| Problem |
Print the data exactly, leaving nothing out.

(Dataset records about object locations)
====================
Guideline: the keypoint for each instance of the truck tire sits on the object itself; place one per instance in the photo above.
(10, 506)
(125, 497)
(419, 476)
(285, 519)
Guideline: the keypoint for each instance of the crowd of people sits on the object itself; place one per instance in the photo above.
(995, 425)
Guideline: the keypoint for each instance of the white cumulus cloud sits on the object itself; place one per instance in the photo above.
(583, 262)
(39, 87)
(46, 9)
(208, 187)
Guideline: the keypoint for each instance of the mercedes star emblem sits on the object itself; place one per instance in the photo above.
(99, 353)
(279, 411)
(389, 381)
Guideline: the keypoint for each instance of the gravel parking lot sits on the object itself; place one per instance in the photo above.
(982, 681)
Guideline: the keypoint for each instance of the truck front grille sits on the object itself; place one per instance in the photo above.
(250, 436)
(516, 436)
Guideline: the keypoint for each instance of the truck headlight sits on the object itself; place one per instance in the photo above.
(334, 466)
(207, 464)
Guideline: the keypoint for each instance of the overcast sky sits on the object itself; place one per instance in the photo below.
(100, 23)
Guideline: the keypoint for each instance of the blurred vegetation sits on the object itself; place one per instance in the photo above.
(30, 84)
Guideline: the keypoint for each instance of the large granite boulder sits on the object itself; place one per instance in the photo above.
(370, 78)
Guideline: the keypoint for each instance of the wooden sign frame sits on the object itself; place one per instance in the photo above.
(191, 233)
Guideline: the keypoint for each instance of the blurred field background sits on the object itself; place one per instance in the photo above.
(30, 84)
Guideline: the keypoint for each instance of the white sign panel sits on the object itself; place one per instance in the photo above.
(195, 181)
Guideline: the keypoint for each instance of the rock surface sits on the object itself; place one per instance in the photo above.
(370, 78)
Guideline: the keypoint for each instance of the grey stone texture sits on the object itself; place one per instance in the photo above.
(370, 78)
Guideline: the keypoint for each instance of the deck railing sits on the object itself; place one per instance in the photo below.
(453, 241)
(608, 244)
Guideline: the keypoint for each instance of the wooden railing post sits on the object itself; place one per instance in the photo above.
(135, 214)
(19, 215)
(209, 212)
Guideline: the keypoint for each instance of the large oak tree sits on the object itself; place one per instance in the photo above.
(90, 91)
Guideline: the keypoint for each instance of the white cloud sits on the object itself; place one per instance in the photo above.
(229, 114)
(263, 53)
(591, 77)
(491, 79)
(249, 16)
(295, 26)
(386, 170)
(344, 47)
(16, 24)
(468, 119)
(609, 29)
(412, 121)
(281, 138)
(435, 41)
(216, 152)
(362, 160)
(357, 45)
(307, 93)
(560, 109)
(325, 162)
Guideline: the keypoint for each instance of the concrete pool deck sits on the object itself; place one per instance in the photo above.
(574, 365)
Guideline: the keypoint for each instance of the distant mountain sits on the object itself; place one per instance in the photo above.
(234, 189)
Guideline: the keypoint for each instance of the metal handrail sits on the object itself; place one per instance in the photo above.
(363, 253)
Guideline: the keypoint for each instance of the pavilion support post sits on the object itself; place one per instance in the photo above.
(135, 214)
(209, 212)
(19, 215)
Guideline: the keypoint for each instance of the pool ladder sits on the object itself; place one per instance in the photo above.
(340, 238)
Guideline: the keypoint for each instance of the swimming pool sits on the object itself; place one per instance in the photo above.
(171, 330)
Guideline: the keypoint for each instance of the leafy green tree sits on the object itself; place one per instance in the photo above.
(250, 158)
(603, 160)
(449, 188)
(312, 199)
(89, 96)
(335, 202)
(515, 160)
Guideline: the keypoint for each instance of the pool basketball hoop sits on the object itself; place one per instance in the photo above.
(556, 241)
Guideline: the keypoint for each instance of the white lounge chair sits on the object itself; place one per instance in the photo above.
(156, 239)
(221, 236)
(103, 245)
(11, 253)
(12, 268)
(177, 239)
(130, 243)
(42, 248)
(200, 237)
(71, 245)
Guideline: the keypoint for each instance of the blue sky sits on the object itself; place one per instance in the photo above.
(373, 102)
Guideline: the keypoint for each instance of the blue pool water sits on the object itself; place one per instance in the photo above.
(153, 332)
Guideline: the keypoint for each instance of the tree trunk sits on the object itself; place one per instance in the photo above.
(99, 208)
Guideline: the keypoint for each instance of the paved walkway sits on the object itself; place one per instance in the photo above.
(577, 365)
====================
| Expected answer |
Guideline: the keypoint for each instance of the truck tire sits on the object itself; place one per instance in the photo above.
(10, 506)
(125, 497)
(419, 476)
(285, 519)
Guideline: the keypoint for each instance of the crowd of people sits on the object itself; place one per instance in the photo above.
(995, 425)
Guideline: the keypoint for each instance of the white cumulus cloud sits on the object itself; place one per instance in the photo above.
(583, 262)
(39, 87)
(46, 9)
(208, 187)
Guideline: the keypoint for each instance of the mercedes star emblem sits on the object itself; place one per instance in the photo above.
(99, 353)
(279, 411)
(389, 381)
Guideline: the keypoint for each instance of the gravel parking lot sits on the object itself; place one per instance in the photo above.
(982, 681)
Guideline: the keypoint for each instance of the truck front grille sits on the object itself; place one per instance in the photo above.
(250, 436)
(516, 436)
Guideline: the keypoint for each instance of the truck headlight sits on the object itself; place one per instance in the photo above.
(334, 466)
(207, 464)
Guideline: the keypoint for each instance of the overcast sky sits on the object itself; place one per instance in the photo below.
(100, 23)
Guideline: the keypoint for each instance of the blurred vegetation sits on the object itself; place one per instance in the photo above.
(30, 84)
Guideline: the keypoint for each instance of the large granite boulder sits on the object itself; place one per instance in the photo above.
(370, 78)
Guideline: the keypoint for each instance of the wooden sign frame sits on the object itself; place one per instance in the photo above.
(191, 233)
Guideline: the keypoint for each instance of the blurred field background sits on the object itself; place one per instance in the photo above.
(30, 84)
Guideline: the keypoint for each instance of the white sign panel sits on the object itself; place one per instance in the photo above.
(195, 181)
Guideline: the keypoint for each instance of the rock surface sits on the object itself; place one per instance in the photo above.
(370, 78)
Guideline: the keypoint for each instance of the grey stone texture sits on the object itself; place one per instance in the photo above.
(370, 78)
Guideline: the keypoint for each instance of the deck railing sits on the object itself; place one per instance in the photo below.
(453, 241)
(608, 244)
Guideline: the keypoint for each instance of the wooden railing post sits on the object itself; place one per instance in the photo above.
(135, 214)
(19, 215)
(209, 212)
Guideline: the keypoint for each instance of the large oak tree sits on the object itself; place one per instance in the photo above.
(90, 91)
Guideline: the keypoint for each instance of the white cloud sits on the object itself; place one per instance in the photo above.
(229, 114)
(263, 53)
(591, 77)
(491, 79)
(249, 16)
(295, 26)
(386, 170)
(344, 47)
(16, 24)
(468, 119)
(609, 29)
(412, 121)
(281, 138)
(435, 41)
(216, 152)
(362, 160)
(357, 45)
(307, 93)
(560, 109)
(325, 162)
Guideline: the keypoint for each instance of the concrete pool deck sits on the object itself; place one per instance in the photo above.
(574, 365)
Guideline: the keypoint for each instance of the distant mountain sits on the object itself; place one per instance in the photo above.
(234, 189)
Guideline: the keypoint for each instance of the metal handrail sits on the object itself; place one per instance in the photo above.
(363, 253)
Guideline: the keypoint for each instance of the pavilion support post sits on the object itself; place one per instance in the photo above.
(135, 214)
(209, 212)
(19, 215)
Guideline: the keypoint for each instance of the pool ladder sits on the object itself; place one per instance in the photo above.
(340, 238)
Guideline: the keypoint for each instance of the swimming pool sits on the object itself; place one per instance in the photo above.
(171, 330)
Guideline: the keypoint for each instance of the leafy green tree sits on the object itself; place one per instance in the photo above.
(250, 158)
(603, 160)
(449, 188)
(312, 199)
(89, 96)
(335, 202)
(515, 160)
Guideline: the keypoint for each instance of the pool basketball hoop sits on the object itself; place one per instance in the photo above.
(556, 241)
Guideline: the keypoint for each instance of the white lounge chair sits on the object itself; place one per instance in the photo above.
(156, 239)
(221, 236)
(103, 245)
(11, 253)
(12, 268)
(177, 239)
(130, 243)
(42, 248)
(200, 237)
(71, 245)
Guideline: the keypoint for each instance of the blue sky sits on the object itself; place one per instance in the photo above.
(373, 102)
Guideline: the keypoint for each instance of the blue pool water sits on the object itself; place one per instance in the photo above.
(153, 332)
Guideline: the keypoint for each instance of the tree trunk sits on the object itself; place one per instance in the photo above.
(99, 208)
Guideline: the keypoint for each instance of the paved walkway sits on the object itself; place one per instance in the photo above.
(577, 365)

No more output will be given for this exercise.